• Brano scelto:
"""
# Tag e velocità forum



## admin (1 Settembre 2012)

Da alcune prove che abbiamo fatto, abbiamo notato che la Chat (tag) POTREBBE rallentare la navigazione all'interno del forum. Adesso la tolgo. Rispondete alla discussione scrivendo se notate grossi cambiamenti di velocità e "leggerezza"


----------



## prd7 (1 Settembre 2012)

Si, è nettamente più veloce. Non esiste un plugin esterno per la tag migliore?


----------



## The Ripper (1 Settembre 2012)

è più veloce.

più che tag credo possa essere l'aggiornamento automatico della stessa 

- - - Aggiornato - - -

Il salvatag automatico quando si scrive e l'aggiornamento automatico della tag secondo me sono motivi di grossi rallentamenti. Eliminerei, se possibile, entrambe le cose


----------



## Livestrong (1 Settembre 2012)

Come dicevo ieri, secondo me andrebbe meglio una tag normale, e non una chat che è sicuramente piu bella e comoda ma necessita di molta piu banda

- - - Aggiornato - - -



The Ripper ha scritto:


> è più veloce.
"""
• Dati di origine:
"""
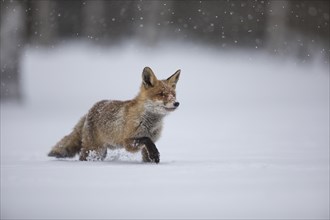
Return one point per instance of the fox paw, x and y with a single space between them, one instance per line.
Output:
154 155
"""
Riporta alla lettera il passo della discussione sulla velocità del forum compreso tra "# Tag e velocità" e "prd7 (1 Settembre 2012)", estremi inclusi. Questi dati provengono da un'altra fonte.

• Risposta seguente:
# Tag e velocità forum



## admin (1 Settembre 2012)

Da alcune prove che abbiamo fatto, abbiamo notato che la Chat (tag) POTREBBE rallentare la navigazione all'interno del forum. Adesso la tolgo. Rispondete alla discussione scrivendo se notate grossi cambiamenti di velocità e "leggerezza"


----------



## prd7 (1 Settembre 2012)